_SHORT TASK_: Rewrite the records below with every "innermost" swapped for "central" and nothing else altered. Omit the picture from your answer.

======== RECORD EXTRACTS ========

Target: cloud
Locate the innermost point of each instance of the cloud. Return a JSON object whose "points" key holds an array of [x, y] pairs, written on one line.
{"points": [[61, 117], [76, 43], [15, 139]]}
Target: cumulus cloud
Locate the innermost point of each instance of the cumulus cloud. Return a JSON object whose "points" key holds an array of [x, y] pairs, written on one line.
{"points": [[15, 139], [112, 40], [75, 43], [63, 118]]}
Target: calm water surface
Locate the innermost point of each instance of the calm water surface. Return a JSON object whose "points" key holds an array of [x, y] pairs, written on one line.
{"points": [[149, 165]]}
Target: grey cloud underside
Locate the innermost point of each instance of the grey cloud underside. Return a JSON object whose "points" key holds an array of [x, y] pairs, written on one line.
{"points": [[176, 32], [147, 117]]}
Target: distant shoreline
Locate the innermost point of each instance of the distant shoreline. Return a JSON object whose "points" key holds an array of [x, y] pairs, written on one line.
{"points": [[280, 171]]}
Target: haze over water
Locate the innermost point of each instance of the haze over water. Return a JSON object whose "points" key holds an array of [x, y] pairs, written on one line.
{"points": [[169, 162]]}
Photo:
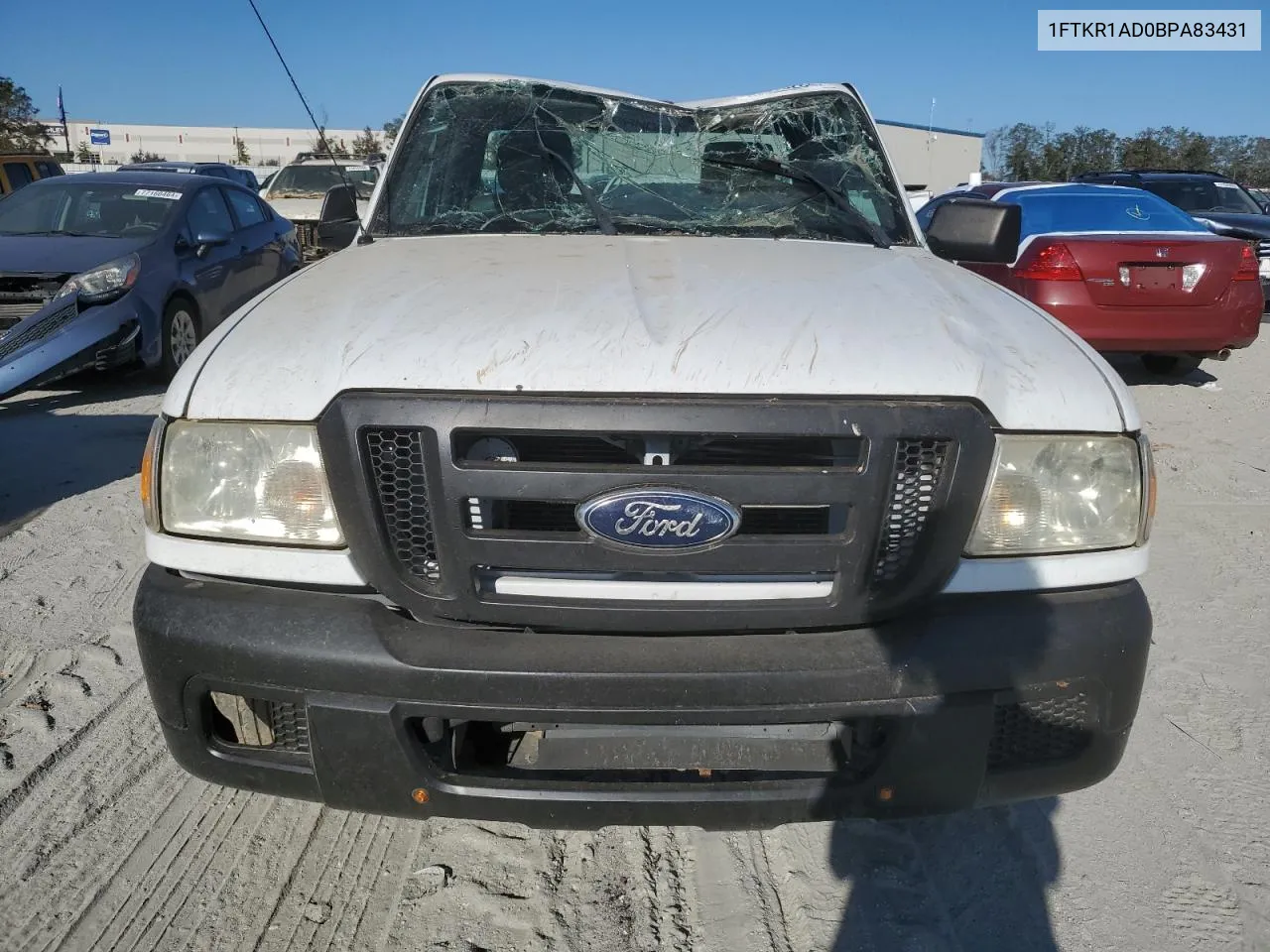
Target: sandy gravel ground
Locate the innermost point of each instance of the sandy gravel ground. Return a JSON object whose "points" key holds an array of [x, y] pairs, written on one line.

========

_RESPONSE BELOW_:
Target: cloud
Locate the central point of each instance of the cloud. Return a JSON object whose "points" key holds an array of [x, y] pairs, written on one line.
{"points": [[61, 117], [76, 43], [15, 139]]}
Target: cumulus cloud
Locate the central point of each instance of the cumulus cloud. Return a JSON object whose "points" key holds an array of [x, y] pairs, written on one line.
{"points": [[15, 139], [112, 40], [75, 43], [63, 118]]}
Target: calm water surface
Locate the central point of each instance of the calm water surface. Return a JSON object whose "points" key holds an array of [x, y] pairs, written on one line.
{"points": [[149, 165]]}
Target: grey cloud underside
Locate the central point of each instance of the grey cloud underside. Return a JSON object whose "points" key holds an array of [x, y] pairs, written on one line.
{"points": [[176, 32], [147, 117]]}
Target: distant shoreline
Locate the central point of each instance of the distant shoreline. Return a JSON object whose "points" key holds an array of [x, y] pairs, written on one line.
{"points": [[280, 171]]}
Target: haze over water
Locate the central point of each instance of the haze over water. Return a JSON object whose "points" key holds an array of [x, y] pairs, written on one line.
{"points": [[169, 162]]}
Photo:
Target: sandy gravel ground
Locate the central point of each instance of the sandy gravel ground. Return a JSON object whose "points" key holds an array of [x, y] pairs, written on one line.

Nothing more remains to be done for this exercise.